Objectif indiqué 1 | Reproduisez le passage du texte sur l'impératrice Zita à Lekeitio, en commençant par « Très pratiquante, Zita » et en continuant jusqu'à « les autorités locales. ».
Objectif indiqué 2 | Énumérez les processions auxquelles Zita assistait à Lekeitio, telles que le texte sur l'impératrice les nomme.

Texte fourni |
=-=-=

Géza Vizmathy, trésorière municipale de Szombáthely, racontait qu'en août 1925, les pèlerins pleuraient "avec une grande angoisse et une profonde émotion" devant la vision "divine" de "la triste dame vêtue de noir enfermée dans son chagrin comme une Vierge douloureuse, avec son visage triste et ses yeux noirs", et les "orphelins sans père et sans-abri qui, tels les anges de Murillo, descendent les escaliers". Après une réception informelle avec Zita, ils étaient revenus au crépuscule rejoindre la famille pour assister à une messe et chanter en hongrois. "La majestueuse dame et ses enfants, qui tenaient les textes dans leurs mains, chantaient et pleuraient avec nous lors de l'interprétation des hymnes qui déchiraient le ciel".
Et lorsque les enfants descendaient à la plage pour se baigner, "l'impératrice les observait depuis les jardins, leur indiquant au son d'un sifflet quand il convenait d'entrer ou de sortir de l'eau".

Très pratiquante, Zita avait participé anonymement aux pèlerinages de Lourdes et du Christ de Limpias (près de Santander). Leur demeure à Lekeitio disposait d'une porte d'accès à la basilique de l'Assomption de Notre-Dame et Zita assistait à toutes les processionscélébrées dans la ville : Semaine Sainte, Fête-Dieu, même celle du "Jour de l'Arbre", y prenant une part active, plus par foi que par obligation protocolaire, derrière les autorités locales.
La municipalité de Lekeitio et la population avait certes immédiatement compris la notoriété et le prestige que lui conférait, même au niveau international,  la résidence de la famille impériale et regrettera son départ ; quant à l'impératrice, elle reconnaîtra toujours que «sans aucun doute, les sept années les plus heureuses de mon long exil de 67 ans ont été les sept que j'ai passées à Lekeitio».

=-=-=

Données enregistrées |
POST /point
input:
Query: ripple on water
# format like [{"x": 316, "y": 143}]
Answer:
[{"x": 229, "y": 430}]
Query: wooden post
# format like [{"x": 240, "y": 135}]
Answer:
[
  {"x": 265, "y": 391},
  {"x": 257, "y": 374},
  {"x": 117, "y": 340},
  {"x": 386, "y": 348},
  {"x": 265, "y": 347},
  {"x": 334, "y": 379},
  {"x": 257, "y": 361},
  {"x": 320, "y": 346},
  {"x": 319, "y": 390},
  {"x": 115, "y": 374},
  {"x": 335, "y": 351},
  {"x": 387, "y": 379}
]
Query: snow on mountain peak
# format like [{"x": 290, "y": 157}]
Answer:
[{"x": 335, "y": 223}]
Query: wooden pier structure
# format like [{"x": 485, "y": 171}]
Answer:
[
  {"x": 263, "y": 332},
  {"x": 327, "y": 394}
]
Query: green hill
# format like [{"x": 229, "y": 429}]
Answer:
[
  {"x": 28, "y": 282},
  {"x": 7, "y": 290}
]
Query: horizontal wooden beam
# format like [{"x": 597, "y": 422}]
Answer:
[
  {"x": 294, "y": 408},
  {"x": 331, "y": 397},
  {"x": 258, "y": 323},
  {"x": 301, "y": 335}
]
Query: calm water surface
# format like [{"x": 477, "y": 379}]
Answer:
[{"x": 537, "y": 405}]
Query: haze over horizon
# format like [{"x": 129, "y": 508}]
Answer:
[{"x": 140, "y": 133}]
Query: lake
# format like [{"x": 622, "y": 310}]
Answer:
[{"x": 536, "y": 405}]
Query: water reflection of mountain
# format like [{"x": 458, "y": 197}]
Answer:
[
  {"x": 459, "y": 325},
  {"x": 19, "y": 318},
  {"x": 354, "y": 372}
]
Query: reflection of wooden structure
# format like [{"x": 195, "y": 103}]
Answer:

=-=-=

Résultat 1 |
Très pratiquante, Zita avait participé anonymement aux pèlerinages de Lourdes et du Christ de Limpias (près de Santander). Leur demeure à Lekeitio disposait d'une porte d'accès à la basilique de l'Assomption de Notre-Dame et Zita assistait à toutes les processionscélébrées dans la ville : Semaine Sainte, Fête-Dieu, même celle du "Jour de l'Arbre", y prenant une part active, plus par foi que par obligation protocolaire, derrière les autorités locales.

Résultat 2 |
Semaine Sainte
Fête-Dieu
Jour de l'Arbre